→ **DATA PROVIDED**
++++
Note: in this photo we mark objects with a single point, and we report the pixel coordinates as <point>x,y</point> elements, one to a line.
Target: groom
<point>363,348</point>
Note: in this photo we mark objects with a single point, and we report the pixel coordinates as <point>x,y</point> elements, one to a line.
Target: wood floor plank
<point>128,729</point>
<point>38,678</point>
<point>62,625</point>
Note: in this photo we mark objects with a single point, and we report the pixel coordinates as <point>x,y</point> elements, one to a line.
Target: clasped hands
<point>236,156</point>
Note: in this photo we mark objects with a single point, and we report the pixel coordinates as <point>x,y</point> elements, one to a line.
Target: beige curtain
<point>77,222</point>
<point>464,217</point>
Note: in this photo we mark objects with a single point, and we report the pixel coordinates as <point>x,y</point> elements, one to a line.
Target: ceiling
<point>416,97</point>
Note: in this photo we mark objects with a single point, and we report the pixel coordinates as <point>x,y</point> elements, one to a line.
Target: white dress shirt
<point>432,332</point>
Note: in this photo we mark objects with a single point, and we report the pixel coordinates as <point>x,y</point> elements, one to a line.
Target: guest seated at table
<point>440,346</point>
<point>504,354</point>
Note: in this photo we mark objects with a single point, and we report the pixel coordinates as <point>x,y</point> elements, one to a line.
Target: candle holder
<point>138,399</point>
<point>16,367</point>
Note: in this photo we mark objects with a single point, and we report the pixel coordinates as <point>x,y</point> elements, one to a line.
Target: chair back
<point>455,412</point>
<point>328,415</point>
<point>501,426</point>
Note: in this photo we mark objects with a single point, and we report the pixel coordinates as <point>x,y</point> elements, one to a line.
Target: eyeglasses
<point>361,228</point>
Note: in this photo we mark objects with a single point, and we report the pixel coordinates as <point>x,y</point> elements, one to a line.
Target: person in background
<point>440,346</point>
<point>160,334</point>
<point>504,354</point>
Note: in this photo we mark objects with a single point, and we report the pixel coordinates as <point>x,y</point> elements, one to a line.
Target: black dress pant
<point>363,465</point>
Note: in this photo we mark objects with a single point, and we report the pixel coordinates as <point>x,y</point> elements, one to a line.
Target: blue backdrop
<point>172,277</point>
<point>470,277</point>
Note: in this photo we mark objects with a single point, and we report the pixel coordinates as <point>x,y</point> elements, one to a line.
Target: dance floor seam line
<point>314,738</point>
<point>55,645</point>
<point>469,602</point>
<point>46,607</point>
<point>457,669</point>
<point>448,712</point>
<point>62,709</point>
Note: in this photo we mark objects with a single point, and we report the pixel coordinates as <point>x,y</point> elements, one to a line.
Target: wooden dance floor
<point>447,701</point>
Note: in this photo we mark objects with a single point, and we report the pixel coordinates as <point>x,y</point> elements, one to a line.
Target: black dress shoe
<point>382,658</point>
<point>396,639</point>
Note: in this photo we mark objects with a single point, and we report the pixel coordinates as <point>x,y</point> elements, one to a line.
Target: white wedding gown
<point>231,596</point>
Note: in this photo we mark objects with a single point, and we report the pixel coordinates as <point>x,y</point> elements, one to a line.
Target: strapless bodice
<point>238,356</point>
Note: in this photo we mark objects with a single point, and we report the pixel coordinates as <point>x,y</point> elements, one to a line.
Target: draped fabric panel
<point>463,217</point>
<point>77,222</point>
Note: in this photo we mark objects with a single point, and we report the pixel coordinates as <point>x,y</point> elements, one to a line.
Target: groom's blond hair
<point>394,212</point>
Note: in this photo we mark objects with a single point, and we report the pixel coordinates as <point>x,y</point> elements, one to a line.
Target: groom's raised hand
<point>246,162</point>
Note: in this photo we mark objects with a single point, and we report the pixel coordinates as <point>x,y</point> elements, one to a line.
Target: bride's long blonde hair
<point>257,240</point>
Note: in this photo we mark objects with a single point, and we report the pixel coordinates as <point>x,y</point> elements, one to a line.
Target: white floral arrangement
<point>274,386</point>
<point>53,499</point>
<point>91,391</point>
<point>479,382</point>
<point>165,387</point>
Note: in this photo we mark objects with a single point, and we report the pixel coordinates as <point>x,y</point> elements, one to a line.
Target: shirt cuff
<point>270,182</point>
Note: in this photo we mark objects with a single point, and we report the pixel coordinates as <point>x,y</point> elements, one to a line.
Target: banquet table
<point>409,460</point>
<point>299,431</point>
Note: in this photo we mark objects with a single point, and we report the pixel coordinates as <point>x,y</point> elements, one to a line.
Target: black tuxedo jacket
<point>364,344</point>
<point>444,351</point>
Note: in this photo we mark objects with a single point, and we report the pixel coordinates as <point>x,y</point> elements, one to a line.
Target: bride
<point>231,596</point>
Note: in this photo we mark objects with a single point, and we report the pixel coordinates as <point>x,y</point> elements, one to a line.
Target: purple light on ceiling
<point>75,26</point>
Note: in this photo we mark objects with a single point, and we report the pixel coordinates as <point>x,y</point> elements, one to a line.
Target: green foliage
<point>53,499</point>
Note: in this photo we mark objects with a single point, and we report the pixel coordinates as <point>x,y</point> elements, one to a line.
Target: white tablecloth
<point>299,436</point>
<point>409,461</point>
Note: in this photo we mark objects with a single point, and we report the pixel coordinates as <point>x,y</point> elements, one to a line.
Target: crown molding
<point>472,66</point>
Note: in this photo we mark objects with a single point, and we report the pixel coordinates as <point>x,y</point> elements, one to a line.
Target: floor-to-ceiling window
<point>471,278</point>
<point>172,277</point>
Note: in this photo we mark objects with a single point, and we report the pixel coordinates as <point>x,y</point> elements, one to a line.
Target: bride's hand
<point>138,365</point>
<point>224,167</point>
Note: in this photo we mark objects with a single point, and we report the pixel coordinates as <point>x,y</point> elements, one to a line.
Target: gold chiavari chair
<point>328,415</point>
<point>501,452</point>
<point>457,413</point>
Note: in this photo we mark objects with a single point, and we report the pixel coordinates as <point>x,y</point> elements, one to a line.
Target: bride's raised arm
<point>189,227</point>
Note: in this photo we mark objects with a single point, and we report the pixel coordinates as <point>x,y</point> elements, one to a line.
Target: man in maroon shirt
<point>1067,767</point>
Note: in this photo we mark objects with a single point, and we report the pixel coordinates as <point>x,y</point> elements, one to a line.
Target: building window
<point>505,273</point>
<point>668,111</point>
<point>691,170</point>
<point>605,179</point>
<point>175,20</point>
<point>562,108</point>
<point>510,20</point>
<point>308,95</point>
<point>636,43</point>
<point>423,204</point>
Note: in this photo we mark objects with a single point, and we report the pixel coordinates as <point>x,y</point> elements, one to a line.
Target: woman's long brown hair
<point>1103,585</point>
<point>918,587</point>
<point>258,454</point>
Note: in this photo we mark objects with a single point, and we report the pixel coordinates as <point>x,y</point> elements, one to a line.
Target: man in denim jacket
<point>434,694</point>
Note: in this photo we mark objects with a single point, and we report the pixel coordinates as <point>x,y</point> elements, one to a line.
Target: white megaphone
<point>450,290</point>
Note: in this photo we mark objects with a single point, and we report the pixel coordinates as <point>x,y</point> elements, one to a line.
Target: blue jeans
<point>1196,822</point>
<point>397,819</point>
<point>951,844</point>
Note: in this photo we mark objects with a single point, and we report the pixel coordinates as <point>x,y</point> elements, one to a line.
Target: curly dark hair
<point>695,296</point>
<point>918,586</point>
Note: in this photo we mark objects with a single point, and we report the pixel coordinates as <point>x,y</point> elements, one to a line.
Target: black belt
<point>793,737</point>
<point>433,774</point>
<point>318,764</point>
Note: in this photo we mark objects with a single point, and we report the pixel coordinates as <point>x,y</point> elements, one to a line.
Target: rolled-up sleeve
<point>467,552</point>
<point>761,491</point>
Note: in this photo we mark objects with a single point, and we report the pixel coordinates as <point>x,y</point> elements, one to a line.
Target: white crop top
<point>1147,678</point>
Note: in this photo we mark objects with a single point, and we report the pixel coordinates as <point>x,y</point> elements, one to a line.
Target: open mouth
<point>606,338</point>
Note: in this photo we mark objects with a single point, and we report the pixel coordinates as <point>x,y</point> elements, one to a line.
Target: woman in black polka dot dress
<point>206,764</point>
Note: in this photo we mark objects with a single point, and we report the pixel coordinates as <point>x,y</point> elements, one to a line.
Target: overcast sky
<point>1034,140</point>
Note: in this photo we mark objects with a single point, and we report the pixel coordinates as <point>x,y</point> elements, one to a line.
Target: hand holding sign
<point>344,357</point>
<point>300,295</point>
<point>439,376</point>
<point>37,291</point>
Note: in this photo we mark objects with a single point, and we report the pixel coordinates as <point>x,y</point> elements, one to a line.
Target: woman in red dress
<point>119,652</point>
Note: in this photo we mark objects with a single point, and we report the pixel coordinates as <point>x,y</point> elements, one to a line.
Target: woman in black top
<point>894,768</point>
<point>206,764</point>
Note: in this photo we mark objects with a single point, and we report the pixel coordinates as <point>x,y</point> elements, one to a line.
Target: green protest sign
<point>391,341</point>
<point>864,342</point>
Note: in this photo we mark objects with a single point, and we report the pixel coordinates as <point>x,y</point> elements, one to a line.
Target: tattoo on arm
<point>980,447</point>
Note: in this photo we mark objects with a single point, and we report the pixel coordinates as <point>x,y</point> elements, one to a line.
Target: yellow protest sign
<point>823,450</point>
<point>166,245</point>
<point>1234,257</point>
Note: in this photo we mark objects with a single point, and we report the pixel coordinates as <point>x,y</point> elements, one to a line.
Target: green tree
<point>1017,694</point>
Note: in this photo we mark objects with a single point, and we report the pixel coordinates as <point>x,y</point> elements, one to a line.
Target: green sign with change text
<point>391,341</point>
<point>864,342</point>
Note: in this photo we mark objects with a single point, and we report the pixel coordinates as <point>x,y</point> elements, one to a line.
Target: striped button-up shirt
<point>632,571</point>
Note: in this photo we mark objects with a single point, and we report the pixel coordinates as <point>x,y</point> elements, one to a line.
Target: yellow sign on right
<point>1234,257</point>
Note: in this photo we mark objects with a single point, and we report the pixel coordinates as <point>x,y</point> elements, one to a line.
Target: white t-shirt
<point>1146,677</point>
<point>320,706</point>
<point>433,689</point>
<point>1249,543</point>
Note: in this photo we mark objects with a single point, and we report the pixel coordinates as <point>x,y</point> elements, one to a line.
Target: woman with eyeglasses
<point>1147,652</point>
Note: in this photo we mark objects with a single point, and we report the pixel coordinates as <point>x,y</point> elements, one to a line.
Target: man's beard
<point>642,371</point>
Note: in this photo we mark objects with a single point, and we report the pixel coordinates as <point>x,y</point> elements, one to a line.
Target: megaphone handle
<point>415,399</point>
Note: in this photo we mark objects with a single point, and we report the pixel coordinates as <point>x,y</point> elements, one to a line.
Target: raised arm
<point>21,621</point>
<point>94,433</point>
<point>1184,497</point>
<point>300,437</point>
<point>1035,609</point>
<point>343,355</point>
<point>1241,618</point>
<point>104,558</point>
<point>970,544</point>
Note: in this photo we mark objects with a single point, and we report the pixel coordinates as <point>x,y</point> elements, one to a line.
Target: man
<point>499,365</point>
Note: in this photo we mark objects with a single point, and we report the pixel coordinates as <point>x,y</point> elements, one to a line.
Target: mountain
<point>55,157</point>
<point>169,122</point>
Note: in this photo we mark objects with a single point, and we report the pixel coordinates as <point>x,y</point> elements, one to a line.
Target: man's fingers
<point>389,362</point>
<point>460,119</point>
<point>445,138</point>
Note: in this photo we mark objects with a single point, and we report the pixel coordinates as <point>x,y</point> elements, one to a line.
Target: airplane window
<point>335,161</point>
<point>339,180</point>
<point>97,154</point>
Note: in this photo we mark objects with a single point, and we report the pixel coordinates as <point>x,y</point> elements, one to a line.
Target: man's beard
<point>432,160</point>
++++
→ **WHAT IS REQUIRED**
Rewrite the entries from the start up to and including the line that contains "<point>236,156</point>", changing every "Target" to "Object" and leaving everything else as it is.

→ **FULL RESPONSE**
Note: in this photo we mark objects with a single point, and we report the pixel coordinates as <point>x,y</point> elements, one to a line.
Object: groom
<point>363,348</point>
Note: in this photo we mark objects with a single point, and we report the pixel coordinates as <point>x,y</point> elements, one to a line.
Object: wood floor plank
<point>128,729</point>
<point>38,678</point>
<point>62,625</point>
Note: in this photo we mark objects with a single point, and we report the pixel coordinates as <point>x,y</point> elements, one to a line.
Object: clasped hands
<point>236,156</point>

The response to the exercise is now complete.